Document segment:
┌────────

Consequences of drinking from a poisoned well: violence, right-wing populism, and the complexities of worldviews

Dr. Daniel Jaster, Texas Tech University

Published on: October 10, 2022



Photo credit: Purestock/Francisco Cruz/SuperStock


Violence is never the answer. Until it is. Careful study of activists’ communications show how specific contexts may lead some to utilize terror. Bubbles of violence have recently percolated from the far-right. A supporter of former President Trump attacked an FBI office in Cincinnati, seemingly in response to the FBI’s collection of records from Mar-a-Lago. Boston Children’s Hospital received repeated bomb threats from far-right anti-transgender activists; similar threats plague historically black colleges and universities. January 6th seems archetypal, despite its contested label. I’ve previously argued that this violence should be understood as part of a cultural worldview. This thinkpiece is more structural: what conditions might make these actions plausible? Culture alone cannot explain it. Importantly, what might this mean for how we discuss and engage with these events and actors?

└────────

What you will do:
a) From the thinkpiece on far-right violence, output the passage starting with "Violence is never" and going on through "events and actors?".
b) Answer these questions from the thinkpiece on far-right violence:
(i) Which university is the author affiliated with?
(ii) In which city was an FBI office attacked?
(iii) Which hospital received repeated bomb threats?
Nothing in the listing is needed.

Given information:
┌────────

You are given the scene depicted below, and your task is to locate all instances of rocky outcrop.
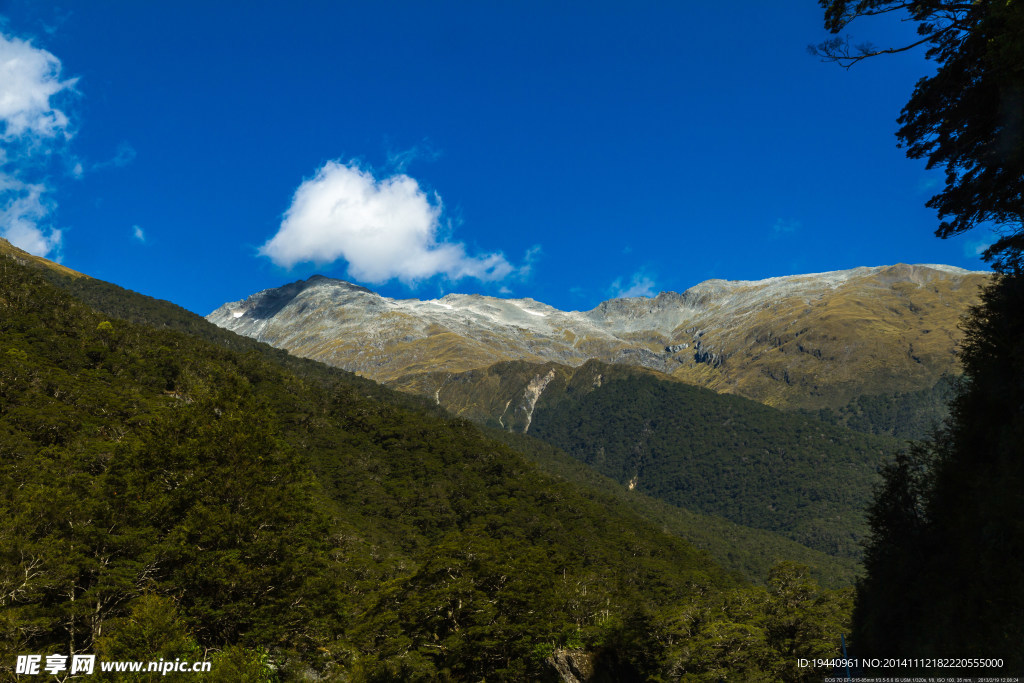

└────────

Results by task:
a)
Violence is never the answer. Until it is. Careful study of activists’ communications show how specific contexts may lead some to utilize terror. Bubbles of violence have recently percolated from the far-right. A supporter of former President Trump attacked an FBI office in Cincinnati, seemingly in response to the FBI’s collection of records from Mar-a-Lago. Boston Children’s Hospital received repeated bomb threats from far-right anti-transgender activists; similar threats plague historically black colleges and universities. January 6th seems archetypal, despite its contested label. I’ve previously argued that this violence should be understood as part of a cultural worldview. This thinkpiece is more structural: what conditions might make these actions plausible? Culture alone cannot explain it. Importantly, what might this mean for how we discuss and engage with these events and actors?

b)
(i) Texas Tech University
(ii) Cincinnati
(iii) Boston Children's Hospital